Textauszug >>
───
Steckbrief

  • Länge des Aufenthalts

    01.10.2018 – 15.01.2019
  • Lehrsprache

    Englisch
  • Studienrichtung

    Geistes- und Sprachwissenschaften
  • Studiengang, Studienabschluss

    Arabistik und Islamwissenschaft B. A., Bachelor of Arts
  • Förderprogramm

    Erasmus+
  • War Ihr Studium im Ausland freiwillig oder obligatorisch in Ihrem Studium vorgeschrieben?

    Freiwillig
  • Haben sich Ihre Erwartungen an das Studium im Ausland erfüllt?

    Erfüllt

Vor dem Studium im Ausland

Mir war von Beginn an klar, dass ich in meinem Bachelorstudiengang ein Semester im Ausland verbringen will. Die Angebote meines Instituts für Auslandsaufenthalte waren eher klein und für mich nicht attraktiv. Also entschied ich mich dazu, über ein anderes Institut ein Erasmusaufenthalt in der Türkei zu absolvieren. Für Ankara und die Hacettepe Üniversitesi habe ich mich entschieden, da Ankara einem einen anderen Blick auf die Türkei ermöglicht als ein Aufenthalt in Istanbul und die die Hacettepe Üniversitesi zu einer der besten des Landes gehört.

Mit der Vorbereitung für mein Auslandsaufenthalt konnte ich erst so richtig 4 bis 2 Wochen vor Beginn des Semesters starten, da wir erst dann alle Informationen bekommen haben. Um eine Unterkunft zu finden, ist diese Vorlaufzeit in Ankara aber absolut in Ordnung. Ich hatte schon lange vorher ein Auge auf eine Facebook-Gruppe mit Zimmerangeboten für Erasmusstudierende geworfen und bin hier im Endeffekt auch fündig geworden. Im Wintersemester 18/19 waren alle Wohnheimzimmer an der Hacettepe schon vergeben und privates Wohnen wäre so oder so meine einzige Option gewesen. Studentenwohnheime an der Hacettepe sind sehr restriktiv, mit strenger Geschlechtertrennung und nächtlichen Ausgangssperren, und weit außerhalb des Stadtzentrums (dafür aber direkt auf dem Campus). Ich war also sehr froh, im Zentrum in einer WG zu leben.
───
Angezeigte Informationen >>
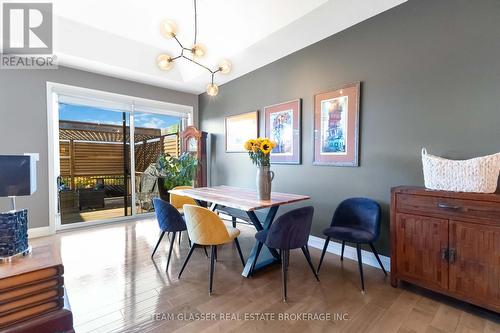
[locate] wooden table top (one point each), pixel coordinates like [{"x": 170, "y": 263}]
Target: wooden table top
[{"x": 239, "y": 198}]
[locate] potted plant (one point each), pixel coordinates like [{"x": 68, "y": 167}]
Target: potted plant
[
  {"x": 259, "y": 151},
  {"x": 174, "y": 171}
]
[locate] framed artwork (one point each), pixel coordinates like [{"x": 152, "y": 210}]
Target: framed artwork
[
  {"x": 283, "y": 127},
  {"x": 239, "y": 128},
  {"x": 336, "y": 126}
]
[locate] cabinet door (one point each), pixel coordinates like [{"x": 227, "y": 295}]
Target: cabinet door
───
Aufgabe >>
Setze den Erfahrungsbericht über das Erasmus-Semester in Ankara nach seinem letzten Satz fort.

Antwort >>
Ich hatte im Vorlauf auf meinen Auslandsaufenthalt zwei Semester Türkisch im Zuge meines Islamswissenschaften-Bachelors. Das Niveau nach zwei Semestern war aber nicht höher als A1, also lange nicht genug, um Kurse auf Türkisch zu belegen.

Die absolute Mehrheit der Kurse an der Hacettepe finden auf türkischer Sprache statt, nur einzelne Institute so wie Anglistik, Amerikanistik, Politikwissenschaften und Internationale Beziehungen haben Kurse in Englisch. Die Mehrheit meiner Kurse wurden also in diesen Fächern belegt (es war also kein Problem, Kurse außerhalb seines Partnerinstituts zu belegen). Vorsichtig sollte man sein, da manchmal Kurse, die auf Englisch ausgeschrieben werden, trotzdem auf Türkisch stattfinden, da das Sprachniveau auf Englisch der Studierenden und Lehrenden manchmal eher niedrig ist.

Für das alltägliche Leben in Ankara ist ein Niveau von mindestens A1 unerlässlich, da die absolute Mehrheit der Bevölkerung dort keine Fremdsprachen spricht. Dies macht natürlich das Erlernen der Sprache während des Aufenthalts viel, viel einfacher und für mich war es eine tolle Chance, mein gelerntes Türkisch anzuwenden. Ohne Vorkenntnisse könnte es aber zu einem sehr holprigen Start kommen.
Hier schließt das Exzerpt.